Instructions to follow:
Rewrite all of the data with every "photograph" changed to "image" and nothing else altered. Omit the pictures from your answer.

[Stored items from a collection]

──────

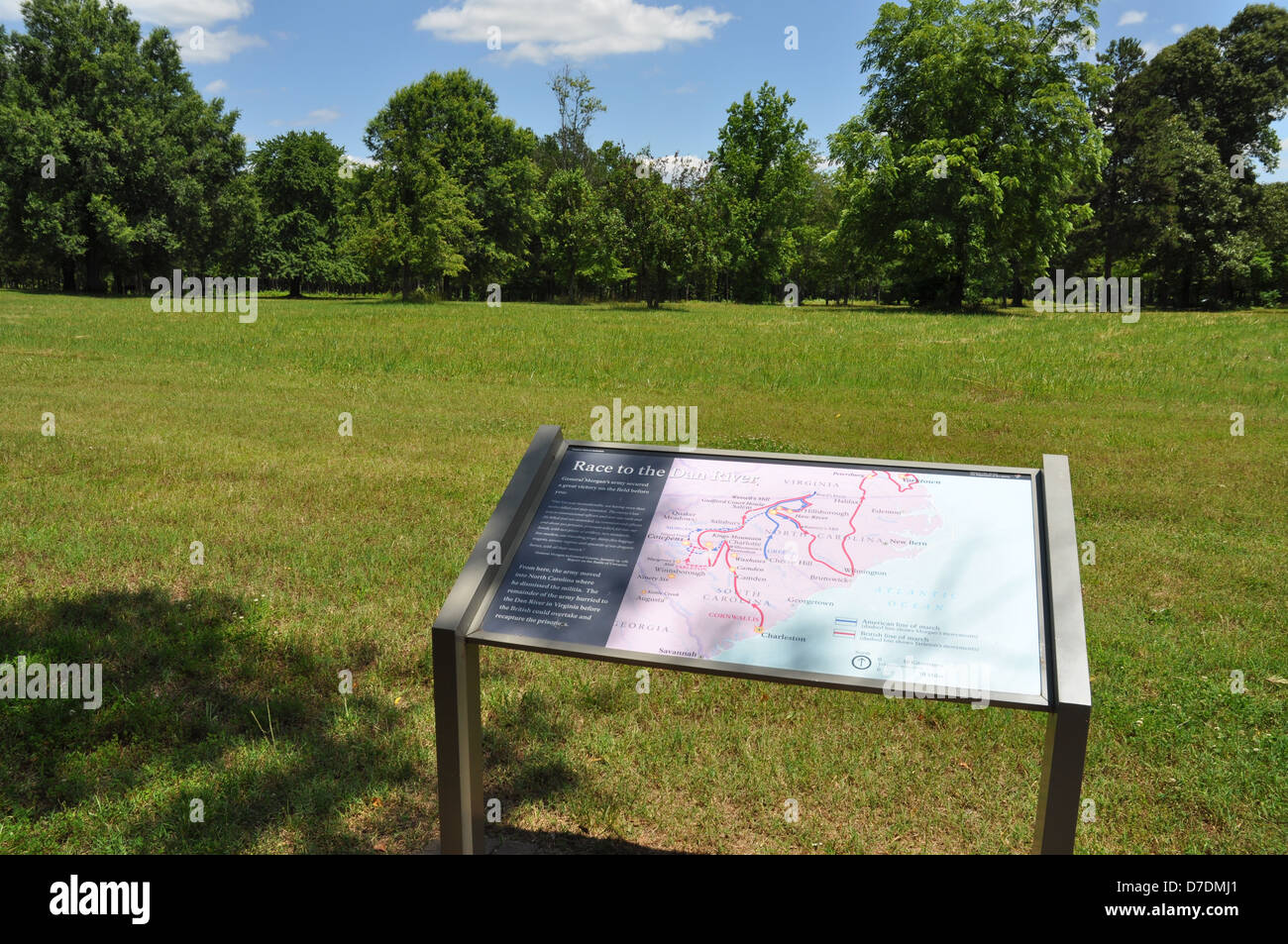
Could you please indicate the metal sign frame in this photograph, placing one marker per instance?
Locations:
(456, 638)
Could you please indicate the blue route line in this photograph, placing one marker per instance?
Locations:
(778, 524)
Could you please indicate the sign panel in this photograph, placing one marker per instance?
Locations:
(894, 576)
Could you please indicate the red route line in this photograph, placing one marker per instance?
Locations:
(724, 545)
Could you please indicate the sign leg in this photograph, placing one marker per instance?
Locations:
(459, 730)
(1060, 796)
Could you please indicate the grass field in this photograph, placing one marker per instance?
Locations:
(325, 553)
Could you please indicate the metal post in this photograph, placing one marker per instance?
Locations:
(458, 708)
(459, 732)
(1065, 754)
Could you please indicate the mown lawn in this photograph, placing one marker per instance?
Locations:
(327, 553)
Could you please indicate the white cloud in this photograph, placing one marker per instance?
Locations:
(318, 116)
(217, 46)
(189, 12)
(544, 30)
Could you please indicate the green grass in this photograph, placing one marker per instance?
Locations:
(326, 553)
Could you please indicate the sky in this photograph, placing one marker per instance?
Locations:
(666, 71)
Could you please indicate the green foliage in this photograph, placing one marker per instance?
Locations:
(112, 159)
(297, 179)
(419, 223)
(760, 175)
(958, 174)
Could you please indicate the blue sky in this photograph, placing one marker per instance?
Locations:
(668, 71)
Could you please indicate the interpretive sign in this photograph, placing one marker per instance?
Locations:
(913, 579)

──────

Full output:
Could you please indicate the metal sign frame in this image, placing one marker per instance?
Locations:
(456, 638)
Could you please indicate the blue route line in this image, placing one marker per instance?
Locations:
(778, 524)
Could you please indicate the sign panel in this image, placing one marker per instance?
Locations:
(894, 576)
Could you please indicate the red route line in this image, placing one marker per instance?
Locations:
(724, 545)
Could you please indicate the sign leg in this image, placing one marker per instance?
Locations:
(459, 730)
(1060, 796)
Could you please indicate the grass field in this image, placing one marker per instance?
Locations:
(325, 553)
Could you please indicate the metal post in this image, placing one marker per instance?
Locations:
(458, 708)
(459, 732)
(1065, 754)
Could you please indicate the mown lawn in this image, placing one marker per instance?
Locations:
(327, 553)
Could you please indicate the white cloud in this image, placing one marker per instance?
Locations:
(318, 116)
(217, 46)
(189, 12)
(544, 30)
Could you please indicate the green grass in this image, placing one marker per instance?
Locations:
(326, 553)
Could you please indicate the sky in this image, placing one marker per instance?
Locations:
(666, 71)
Could you please indicate the green foliage in this image, placing one marker per instance?
Locations:
(112, 159)
(297, 179)
(419, 223)
(760, 175)
(958, 174)
Could you please indicate the blue sky in this image, placing one marker per instance?
Locations:
(668, 71)
Could you please indicate the interpretive sign in this image, placing one marker per instance?
Locations:
(913, 579)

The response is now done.